在span和trace创建完成后，会把它们添加到request中

Scope的创建

然后是一个scope的创建，这个scope和日志组件说息息相关的。简单来说，它会把traceId、parentId、spanId打印到当前系统打印的每一行日志中

public Scope newScope(@Nullable TraceContext currentSpan) {
        final String previousTraceId = MDC.get("traceId");
        final String previousParentId = MDC.get("parentId");
        final String previousSpanId = MDC.get("spanId");
        final String spanExportable = MDC.get("spanExportable");
        final String legacyPreviousTraceId = MDC.get(LEGACY_TRACE_ID_NAME);
        final String legacyPreviousParentId = MDC.get(LEGACY_PARENT_ID_NAME);
        final String legacyPreviousSpanId = MDC.get(LEGACY_SPAN_ID_NAME);
        final String legacySpanExportable = MDC.get(LEGACY_EXPORTABLE_NAME);

        if (currentSpan != null) {
            String traceIdString = currentSpan.traceIdString();
            MDC.put("traceId", traceIdString);
            MDC.put(LEGACY_TRACE_ID_NAME, traceIdString);
            String parentId = currentSpan.parentId() != null ?

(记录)

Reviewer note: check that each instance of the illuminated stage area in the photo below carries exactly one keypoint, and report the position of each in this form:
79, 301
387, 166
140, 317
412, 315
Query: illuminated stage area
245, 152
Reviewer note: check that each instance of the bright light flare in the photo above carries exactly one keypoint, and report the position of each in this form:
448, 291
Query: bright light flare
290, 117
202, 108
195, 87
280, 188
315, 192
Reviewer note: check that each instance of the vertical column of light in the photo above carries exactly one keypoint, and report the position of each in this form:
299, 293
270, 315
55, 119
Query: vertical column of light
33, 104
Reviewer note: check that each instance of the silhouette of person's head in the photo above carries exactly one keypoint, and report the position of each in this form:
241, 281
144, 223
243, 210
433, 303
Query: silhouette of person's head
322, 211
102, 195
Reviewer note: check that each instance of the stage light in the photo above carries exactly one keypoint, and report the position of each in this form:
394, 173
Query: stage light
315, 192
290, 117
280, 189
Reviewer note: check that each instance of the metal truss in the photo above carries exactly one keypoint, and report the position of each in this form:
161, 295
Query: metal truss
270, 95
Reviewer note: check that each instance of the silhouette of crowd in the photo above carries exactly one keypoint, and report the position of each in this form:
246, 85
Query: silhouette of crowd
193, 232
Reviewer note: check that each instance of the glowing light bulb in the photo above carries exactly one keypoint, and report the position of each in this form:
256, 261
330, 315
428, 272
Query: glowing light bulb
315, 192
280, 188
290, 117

◆ **任务说明**
按照关于Scope创建的文本，scope会把哪些标识打印到当前系统打印的每一行日志中？

◆ **书面解答**
traceId、parentId和spanId。